Zuhud akan melahirkan sifat qana’ah (menerima apa adanya yang diberikan oleh Allah Swt), memunculkan sifat tawakkal (kesungguhan hati dalam bersandar kepada Allah Swt), menumbuhkan kemampuan untuk meninggalkan kenikmatan-kenikmatan sesaat demi kenikmatan abadi di alam akhirat, mengantarkan kedekatan diri dengan Allah Swt dengan penuh kecintaan, mengasah sensifitas kehati-hatian dirinya dalam memelihara kecerahan hati, meredakan gejolak hati terhadap nikmat dunia untuk meraih jiwa yang muthma`innah, dan dapat meraih kecintaan orang terhadap dirinya.

Rasulullah Saw adalah orang yang paling giat bekerja dan beramal shalih, semangat dalam ibadah, dan gigih dalam berjihad. Akan tetapi pada saat yang sama beliau lebih mementingkan kebahagiaan hidup di akhirat dan keridhaan Allah Swt daripada kenikmatan duniawi.

Ibnu Mas’ud Ra melihat Rasulullah Saw tidur di atas kain tikar yang lusuh sehingga membekas di pipinya, kemudian berkata, ”Wahai Rasulullah Saw, bagaimana kalau saya ambilkan untukmu kasur?” Rasulullah Saw menjawab, ”Untuk apa dunia itu! Hubungan saya dengan dunia seperti pengembara yang mampir sejenak di bawah sebatang pohon, kemudian pergi dan meninggalkannya.” (HR. al-Tirmidzi)
•••••
_TUJUAN_.
1. Tulis ulang bagian kutipan tentang zuhud yang dimulai dengan kata-kata "Rasulullah Saw adalah" dan berakhir dengan "daripada kenikmatan duniawi.", tetapi ganti "giat" dengan "rajin".
2. Menurut kutipan tentang zuhud, mengapa Rasulullah Saw menolak tawaran kasur dari Ibnu Mas’ud Ra? Jelaskan dalam satu sampai tiga kalimat.

_CUPLIKAN DATA_.
•••••
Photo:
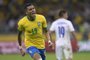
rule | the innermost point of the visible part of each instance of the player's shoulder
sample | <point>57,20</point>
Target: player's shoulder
<point>40,15</point>
<point>22,19</point>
•••••
_JAWABAN YANG DIHARAPKAN_.
1.
Rasulullah Saw adalah orang yang paling rajin bekerja dan beramal shalih, semangat dalam ibadah, dan gigih dalam berjihad. Akan tetapi pada saat yang sama beliau lebih mementingkan kebahagiaan hidup di akhirat dan keridhaan Allah Swt daripada kenikmatan duniawi.

2. Rasulullah Saw menolak karena hubungan beliau dengan dunia seperti pengembara yang hanya mampir sejenak di bawah sebatang pohon, lalu pergi dan meninggalkannya. Karena itu beliau bertanya, "Untuk apa dunia itu!"